Gather every line in the records below that contains the word "water", and copy each one in full.

[Data provided]
_ _ _ _ _

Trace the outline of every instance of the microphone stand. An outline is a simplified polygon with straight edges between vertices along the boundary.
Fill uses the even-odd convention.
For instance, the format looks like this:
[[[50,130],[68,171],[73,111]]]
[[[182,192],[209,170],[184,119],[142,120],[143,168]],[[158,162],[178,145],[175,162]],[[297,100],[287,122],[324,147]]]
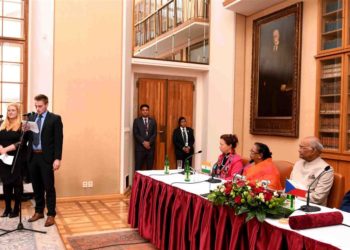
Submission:
[[[198,152],[196,152],[196,153],[194,153],[194,154],[191,154],[190,156],[186,157],[184,163],[186,164],[186,161],[187,161],[188,159],[190,159],[190,158],[192,158],[194,155],[200,154],[200,153],[202,153],[202,150],[199,150]],[[190,167],[190,174],[194,174],[195,172],[196,172],[196,171],[195,171],[192,167]],[[179,174],[185,174],[185,170],[179,172]]]
[[[28,124],[28,119],[27,119],[26,123],[24,124],[24,126],[26,127],[27,124]],[[16,167],[16,163],[17,163],[17,160],[18,160],[19,152],[20,152],[20,150],[22,148],[24,134],[25,134],[25,132],[24,132],[24,130],[22,130],[21,137],[20,137],[20,140],[19,140],[19,145],[18,145],[18,148],[17,148],[17,152],[16,152],[15,158],[13,159],[13,162],[12,162],[11,174],[13,174],[13,172],[15,170],[15,167]],[[22,188],[21,188],[21,191],[20,191],[20,194],[19,194],[20,197],[21,197],[22,194],[23,194],[22,171],[20,171],[20,173],[19,173],[19,178],[20,178],[20,183],[22,184]],[[9,233],[12,233],[12,232],[15,232],[15,231],[22,231],[22,230],[35,232],[35,233],[46,234],[45,231],[39,231],[39,230],[30,229],[30,228],[25,228],[23,226],[23,223],[22,223],[22,200],[21,200],[21,198],[19,199],[19,222],[18,222],[17,228],[15,228],[13,230],[4,230],[4,229],[0,229],[0,230],[1,231],[5,231],[5,233],[0,234],[0,237],[5,235],[5,234],[9,234]]]
[[[209,183],[221,183],[220,179],[214,179],[215,170],[217,168],[216,163],[214,166],[215,166],[215,168],[213,167],[213,170],[211,171],[211,177],[207,180],[207,182],[209,182]]]
[[[308,212],[308,213],[313,213],[313,212],[317,212],[317,211],[320,211],[321,208],[320,207],[317,207],[317,206],[310,206],[310,188],[311,186],[315,183],[316,180],[320,179],[320,177],[326,173],[328,170],[330,169],[329,166],[325,167],[325,169],[322,171],[322,173],[317,176],[317,178],[311,182],[311,184],[309,185],[309,188],[307,190],[307,197],[306,197],[306,205],[303,205],[301,206],[299,209],[301,211],[304,211],[304,212]]]

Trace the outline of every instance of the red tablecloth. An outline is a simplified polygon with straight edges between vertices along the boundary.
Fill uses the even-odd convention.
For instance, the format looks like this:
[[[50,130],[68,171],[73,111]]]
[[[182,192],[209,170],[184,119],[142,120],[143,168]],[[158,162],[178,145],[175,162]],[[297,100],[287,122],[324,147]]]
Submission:
[[[128,221],[160,249],[337,249],[266,222],[244,223],[229,207],[139,173]]]

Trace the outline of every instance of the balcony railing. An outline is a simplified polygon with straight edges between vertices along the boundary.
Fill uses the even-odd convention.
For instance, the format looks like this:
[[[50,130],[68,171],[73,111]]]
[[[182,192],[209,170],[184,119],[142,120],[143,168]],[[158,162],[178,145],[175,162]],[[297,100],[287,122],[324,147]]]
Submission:
[[[135,0],[134,51],[193,20],[209,22],[209,0]]]

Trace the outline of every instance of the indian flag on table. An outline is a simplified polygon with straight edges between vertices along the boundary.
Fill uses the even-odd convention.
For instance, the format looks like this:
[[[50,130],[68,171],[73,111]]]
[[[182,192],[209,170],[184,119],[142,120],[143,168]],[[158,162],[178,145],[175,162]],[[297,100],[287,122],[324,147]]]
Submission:
[[[211,164],[208,161],[202,162],[202,173],[203,174],[210,174],[211,173]]]
[[[295,181],[287,179],[285,193],[292,194],[299,197],[305,197],[307,193],[307,188],[303,187],[301,184]]]

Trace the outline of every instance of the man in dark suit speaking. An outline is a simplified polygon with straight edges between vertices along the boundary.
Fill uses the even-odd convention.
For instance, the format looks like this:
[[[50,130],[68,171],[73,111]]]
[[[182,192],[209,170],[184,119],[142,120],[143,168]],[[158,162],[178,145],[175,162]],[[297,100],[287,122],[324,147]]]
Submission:
[[[147,169],[152,169],[157,137],[157,123],[149,117],[149,106],[142,104],[140,111],[141,116],[133,124],[136,171],[141,170],[143,164],[146,164]]]
[[[179,127],[174,129],[173,143],[175,146],[176,160],[182,161],[182,167],[185,165],[185,159],[194,153],[194,136],[193,129],[186,127],[186,118],[179,118]],[[192,158],[189,159],[190,166],[192,166]]]
[[[61,165],[63,124],[61,117],[47,110],[49,100],[45,95],[34,98],[36,114],[29,121],[36,122],[39,133],[27,132],[29,171],[35,198],[35,214],[28,220],[44,218],[45,198],[47,219],[45,227],[55,224],[56,190],[54,171]],[[24,128],[27,130],[27,128]],[[45,195],[46,194],[46,195]]]

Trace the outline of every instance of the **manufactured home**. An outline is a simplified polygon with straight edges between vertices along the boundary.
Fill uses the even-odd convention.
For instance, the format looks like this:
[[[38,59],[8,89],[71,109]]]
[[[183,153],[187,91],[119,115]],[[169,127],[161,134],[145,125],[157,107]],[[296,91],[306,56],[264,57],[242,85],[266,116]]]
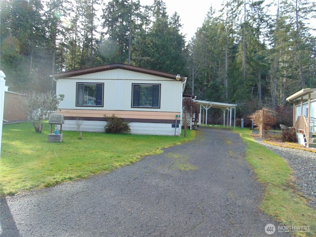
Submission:
[[[316,88],[305,88],[286,98],[293,104],[293,126],[297,129],[298,143],[316,147]]]
[[[131,133],[179,135],[187,78],[115,63],[51,75],[56,94],[65,95],[57,113],[64,130],[104,132],[104,116],[129,122]]]

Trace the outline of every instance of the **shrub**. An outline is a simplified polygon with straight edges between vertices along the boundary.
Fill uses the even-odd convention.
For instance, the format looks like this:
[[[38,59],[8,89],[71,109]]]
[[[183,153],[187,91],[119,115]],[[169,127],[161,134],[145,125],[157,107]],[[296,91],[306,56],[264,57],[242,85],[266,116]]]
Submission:
[[[19,95],[21,109],[28,117],[37,132],[41,132],[43,121],[58,108],[58,105],[64,99],[65,95],[58,96],[54,93],[40,93],[30,91],[23,95]]]
[[[109,133],[125,133],[130,131],[129,122],[113,114],[111,117],[104,116],[107,124],[104,126],[106,132]]]
[[[282,129],[281,138],[282,142],[297,142],[296,129],[295,127],[287,127],[286,129]]]

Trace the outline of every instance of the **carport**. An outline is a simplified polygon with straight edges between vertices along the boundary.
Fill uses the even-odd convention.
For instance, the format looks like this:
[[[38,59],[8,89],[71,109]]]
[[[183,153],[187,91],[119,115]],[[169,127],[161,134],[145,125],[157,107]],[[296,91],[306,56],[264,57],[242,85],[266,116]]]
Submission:
[[[199,114],[198,115],[198,125],[205,124],[207,125],[207,115],[209,109],[211,108],[220,109],[224,113],[224,127],[225,125],[227,127],[232,127],[232,119],[233,117],[233,109],[234,109],[234,128],[235,128],[236,123],[236,106],[237,105],[234,104],[227,104],[225,103],[214,102],[205,100],[194,100],[198,105],[199,106]],[[205,116],[204,116],[205,115]]]

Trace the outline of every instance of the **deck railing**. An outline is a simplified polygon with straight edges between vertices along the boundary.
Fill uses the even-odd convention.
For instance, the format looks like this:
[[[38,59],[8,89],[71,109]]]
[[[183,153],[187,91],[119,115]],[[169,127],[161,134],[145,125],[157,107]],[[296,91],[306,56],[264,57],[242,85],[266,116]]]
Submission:
[[[308,125],[307,124],[305,116],[298,116],[297,117],[297,120],[295,123],[295,127],[299,132],[305,135],[307,143],[306,146],[309,147],[310,143],[310,131],[308,129]],[[313,134],[313,133],[312,134]]]

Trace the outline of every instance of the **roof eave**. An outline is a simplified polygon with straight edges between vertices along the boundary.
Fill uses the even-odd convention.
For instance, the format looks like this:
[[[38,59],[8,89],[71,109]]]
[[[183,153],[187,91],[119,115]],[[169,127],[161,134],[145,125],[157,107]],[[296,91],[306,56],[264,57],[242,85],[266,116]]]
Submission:
[[[302,97],[309,95],[309,94],[313,93],[315,94],[315,98],[316,98],[316,88],[307,88],[305,89],[302,89],[299,91],[293,94],[293,95],[289,96],[286,98],[286,101],[288,102],[293,102],[295,100],[300,100]],[[313,99],[312,98],[312,99]]]
[[[177,76],[174,74],[158,72],[157,71],[152,70],[151,69],[147,69],[134,66],[128,65],[120,63],[114,63],[84,69],[79,69],[76,71],[65,72],[64,73],[53,74],[52,75],[50,75],[50,76],[56,79],[58,79],[114,69],[123,69],[132,72],[156,76],[158,77],[161,77],[165,78],[168,78],[169,79],[173,79],[174,80],[176,80],[176,77]],[[181,77],[180,80],[182,81],[185,81],[185,78],[182,76]]]

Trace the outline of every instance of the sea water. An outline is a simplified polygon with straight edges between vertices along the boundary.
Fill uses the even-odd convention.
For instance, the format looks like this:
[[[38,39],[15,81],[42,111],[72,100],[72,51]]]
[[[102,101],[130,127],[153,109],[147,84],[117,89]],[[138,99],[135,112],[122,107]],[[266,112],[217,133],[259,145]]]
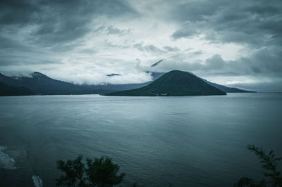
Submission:
[[[282,156],[282,94],[0,97],[0,186],[55,186],[56,160],[106,155],[123,186],[232,186]]]

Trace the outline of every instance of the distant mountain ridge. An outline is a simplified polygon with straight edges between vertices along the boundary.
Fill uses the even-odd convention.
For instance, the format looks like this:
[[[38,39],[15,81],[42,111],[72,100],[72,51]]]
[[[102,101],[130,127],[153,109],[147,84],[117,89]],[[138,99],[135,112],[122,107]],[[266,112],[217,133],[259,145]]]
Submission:
[[[106,94],[106,96],[213,96],[226,95],[224,91],[206,83],[188,72],[173,70],[142,88]]]
[[[151,84],[153,81],[165,74],[164,72],[146,72],[151,74],[152,81],[141,84],[78,85],[54,79],[38,72],[32,73],[29,77],[8,77],[0,73],[0,82],[11,86],[25,87],[37,95],[99,94],[138,89]],[[119,76],[116,74],[111,74],[110,75]],[[204,79],[202,79],[207,84],[225,92],[252,92],[236,88],[229,88],[208,82]]]
[[[11,86],[26,87],[37,95],[93,94],[107,92],[89,86],[56,80],[37,72],[32,73],[30,77],[10,77],[0,74],[0,81]]]
[[[0,96],[30,96],[35,93],[23,86],[11,86],[0,82]]]

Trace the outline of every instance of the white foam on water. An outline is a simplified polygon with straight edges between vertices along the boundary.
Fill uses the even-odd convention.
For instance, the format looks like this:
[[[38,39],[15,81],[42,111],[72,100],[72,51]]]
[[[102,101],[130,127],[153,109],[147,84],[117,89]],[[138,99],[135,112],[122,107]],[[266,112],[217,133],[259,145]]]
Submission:
[[[7,149],[6,147],[0,146],[0,168],[16,169],[15,167],[16,162],[13,158],[4,152],[6,149]]]
[[[33,175],[32,176],[33,183],[35,183],[35,187],[42,187],[43,182],[42,180],[39,178],[39,176]]]

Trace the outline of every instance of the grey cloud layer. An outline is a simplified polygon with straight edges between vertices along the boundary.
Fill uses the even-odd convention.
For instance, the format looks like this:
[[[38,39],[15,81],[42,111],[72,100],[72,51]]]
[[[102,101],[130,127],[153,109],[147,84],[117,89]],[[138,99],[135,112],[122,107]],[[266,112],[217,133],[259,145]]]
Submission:
[[[99,79],[91,78],[95,70],[130,75],[132,82],[130,71],[139,75],[136,79],[146,80],[140,69],[164,59],[152,70],[251,76],[258,82],[251,88],[261,86],[264,78],[279,87],[281,10],[281,0],[3,0],[0,70],[11,66],[53,72],[59,66],[68,71],[66,75],[87,72],[80,79],[95,83]],[[228,44],[237,48],[225,49]],[[220,51],[213,51],[216,46]],[[239,47],[241,51],[231,51]],[[233,52],[236,57],[223,55]],[[109,80],[100,75],[95,79]]]
[[[92,20],[104,15],[111,19],[138,16],[126,1],[1,1],[0,25],[18,30],[32,27],[31,41],[54,45],[79,39],[91,31]],[[118,30],[108,28],[109,34]]]

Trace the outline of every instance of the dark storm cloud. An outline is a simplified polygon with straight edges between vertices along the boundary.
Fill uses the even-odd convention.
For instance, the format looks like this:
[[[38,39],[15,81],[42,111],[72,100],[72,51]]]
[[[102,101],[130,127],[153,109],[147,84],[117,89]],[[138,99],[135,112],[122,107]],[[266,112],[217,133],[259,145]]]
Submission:
[[[114,27],[113,26],[109,26],[106,28],[106,30],[107,34],[116,34],[118,36],[122,36],[124,34],[126,34],[129,32],[131,32],[130,29],[127,29],[127,30],[120,30],[116,27]]]
[[[172,37],[204,34],[215,42],[281,45],[281,8],[280,0],[189,1],[173,9],[182,26]]]
[[[92,21],[97,15],[116,19],[139,15],[123,0],[1,1],[0,11],[2,27],[8,25],[9,29],[20,30],[32,26],[30,41],[46,46],[84,36],[91,30]]]
[[[140,51],[149,52],[153,53],[162,53],[164,51],[156,47],[152,44],[144,45],[142,42],[137,43],[133,45],[134,48],[136,48]]]
[[[164,46],[163,47],[164,50],[166,50],[168,52],[176,52],[176,51],[180,51],[178,47],[171,47],[171,46]]]

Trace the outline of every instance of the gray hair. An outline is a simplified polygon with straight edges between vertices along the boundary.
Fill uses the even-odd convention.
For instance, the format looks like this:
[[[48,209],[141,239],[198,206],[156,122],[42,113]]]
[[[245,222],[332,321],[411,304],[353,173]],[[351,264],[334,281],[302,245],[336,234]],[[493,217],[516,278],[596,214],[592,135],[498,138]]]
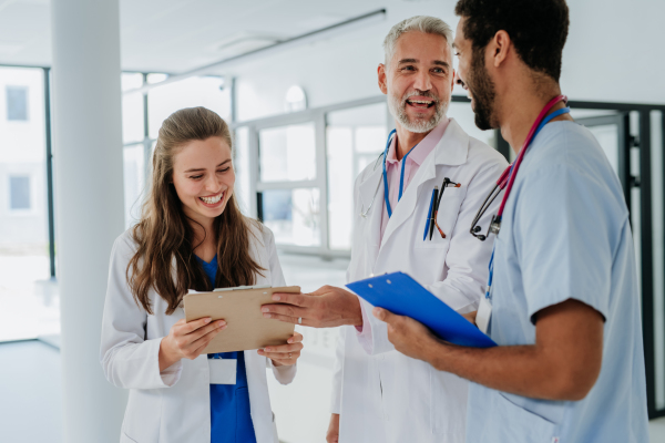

_ _ _ _ _

[Full solution]
Trace the outline of every instance of the sea water. An outline is a simplified polygon with straight edges between vertices along the boundary.
Trace the outline of every instance of the white foam on water. An outline is a simplified polygon with straight edges between vertices along the boundary.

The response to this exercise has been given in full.